-- Start --
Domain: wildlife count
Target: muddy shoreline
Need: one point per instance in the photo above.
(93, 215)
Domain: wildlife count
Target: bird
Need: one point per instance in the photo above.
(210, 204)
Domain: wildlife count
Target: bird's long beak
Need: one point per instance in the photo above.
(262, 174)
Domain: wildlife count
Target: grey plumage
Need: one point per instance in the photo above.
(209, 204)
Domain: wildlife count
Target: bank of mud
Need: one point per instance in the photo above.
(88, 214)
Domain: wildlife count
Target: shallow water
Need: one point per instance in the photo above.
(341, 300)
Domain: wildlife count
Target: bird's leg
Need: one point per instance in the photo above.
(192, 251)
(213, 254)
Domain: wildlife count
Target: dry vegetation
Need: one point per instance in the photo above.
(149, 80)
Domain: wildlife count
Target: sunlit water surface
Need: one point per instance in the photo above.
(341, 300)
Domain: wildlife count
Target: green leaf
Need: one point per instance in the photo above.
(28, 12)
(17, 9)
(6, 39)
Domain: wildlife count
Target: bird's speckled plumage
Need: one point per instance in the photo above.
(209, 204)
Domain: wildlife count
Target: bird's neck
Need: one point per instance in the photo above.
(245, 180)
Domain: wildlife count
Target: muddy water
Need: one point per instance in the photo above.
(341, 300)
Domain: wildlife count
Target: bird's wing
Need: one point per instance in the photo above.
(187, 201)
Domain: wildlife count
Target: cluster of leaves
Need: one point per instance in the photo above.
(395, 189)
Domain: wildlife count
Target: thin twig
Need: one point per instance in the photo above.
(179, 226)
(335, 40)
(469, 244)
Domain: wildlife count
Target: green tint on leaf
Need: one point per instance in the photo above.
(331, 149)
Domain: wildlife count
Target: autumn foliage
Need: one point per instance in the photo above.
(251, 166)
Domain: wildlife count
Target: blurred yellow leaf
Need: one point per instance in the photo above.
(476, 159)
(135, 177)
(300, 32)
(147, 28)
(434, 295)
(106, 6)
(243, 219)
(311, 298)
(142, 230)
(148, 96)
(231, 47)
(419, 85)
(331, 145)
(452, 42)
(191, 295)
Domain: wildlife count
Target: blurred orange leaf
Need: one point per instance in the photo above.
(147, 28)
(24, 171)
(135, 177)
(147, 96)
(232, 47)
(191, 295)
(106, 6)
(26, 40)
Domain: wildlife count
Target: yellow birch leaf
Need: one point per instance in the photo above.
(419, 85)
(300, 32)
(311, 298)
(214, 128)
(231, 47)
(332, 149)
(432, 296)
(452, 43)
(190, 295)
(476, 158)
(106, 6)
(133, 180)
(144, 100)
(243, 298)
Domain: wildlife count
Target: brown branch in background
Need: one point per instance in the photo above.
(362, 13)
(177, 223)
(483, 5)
-- End --
== The exercise ==
Return the listing above in its exact form.

== Full response ==
Domain: wildlife count
Target: muddy shoreline
Need: one point per instance in the photo above.
(93, 215)
Domain: wildlife count
Target: bird
Need: one point per instance in the photo above.
(210, 204)
Domain: wildlife count
Target: bird's long beak
Need: one point per instance in the photo above.
(262, 174)
Domain: wildlife count
Target: grey plumage
Need: one point per instance in the photo above.
(209, 204)
Domain: wildlife count
Target: bank of mud
Need: one point per instance in the photo above.
(88, 214)
Domain: wildlife count
Target: shallow water
Need: one point per instance in the photo above.
(341, 300)
Domain: wildlife count
Target: bird's leg
Need: one point per instance in the photo above.
(192, 251)
(213, 254)
Domain: wildlife count
Target: dry vegetation
Need: one point per instance in the photo above.
(149, 80)
Domain: wildlife count
Target: sunlit water surface
Need: one point per instance in the photo above.
(341, 300)
Domain: wildlife count
Target: green leaf
Need: one point per instance in the photo above.
(28, 12)
(17, 9)
(6, 39)
Domain: wildlife count
Target: bird's speckled plumage
Need: one point per instance in the photo above.
(209, 204)
Domain: wildlife count
Target: bird's neck
Need: one point per instance in the photo above.
(245, 180)
Domain: wildlife count
Target: muddy water
Need: one point per instance in the photo above.
(341, 300)
Domain: wildlife count
Target: bird's wing
Need: one point per instance in the photo above.
(187, 201)
Domain: wildlife count
Target: cluster of leaves
Need: one point per instance in the photo above.
(395, 189)
Domain: wildlife count
Target: thin twig
Need: one point per instance in the photo above.
(179, 226)
(335, 40)
(469, 244)
Domain: wildlife count
Target: green tint on leaf
Need: one point per instance in the photo above.
(331, 149)
Domain: wildlife count
Target: autumn foliage
Need: one point per instance in the photo above.
(251, 166)
Domain: wildlife count
Target: blurred yellow leaf
Need: one point per instance in the photo above.
(476, 159)
(135, 177)
(300, 32)
(147, 28)
(434, 295)
(106, 6)
(243, 219)
(311, 298)
(142, 230)
(148, 96)
(231, 47)
(419, 85)
(331, 145)
(452, 42)
(191, 295)
Domain: wildlife count
Target: blurred orange leaf
Need: one point per instance in the photo above.
(147, 28)
(24, 171)
(135, 177)
(147, 96)
(232, 47)
(191, 295)
(106, 6)
(26, 40)
Domain: wildlife count
Target: yellow birch leaf
Need: one point per instance in the photo above.
(419, 85)
(300, 32)
(311, 298)
(214, 128)
(231, 47)
(332, 149)
(432, 296)
(452, 43)
(190, 295)
(476, 158)
(106, 6)
(133, 180)
(144, 100)
(243, 298)
Domain: wildlife count
Target: brown branch in background
Need: one point per instance in the photo above.
(362, 13)
(177, 223)
(483, 5)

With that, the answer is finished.